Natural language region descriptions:
══════

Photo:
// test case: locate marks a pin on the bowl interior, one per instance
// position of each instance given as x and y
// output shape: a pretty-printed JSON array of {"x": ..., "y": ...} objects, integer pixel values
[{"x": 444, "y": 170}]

══════

From the line containing "given as x and y" to the last line of the data above, copy each line exactly and add nothing.

// position of each instance given as x and y
// output shape: a pretty-printed JSON array of {"x": ..., "y": ...} objects, integer pixel values
[{"x": 444, "y": 170}]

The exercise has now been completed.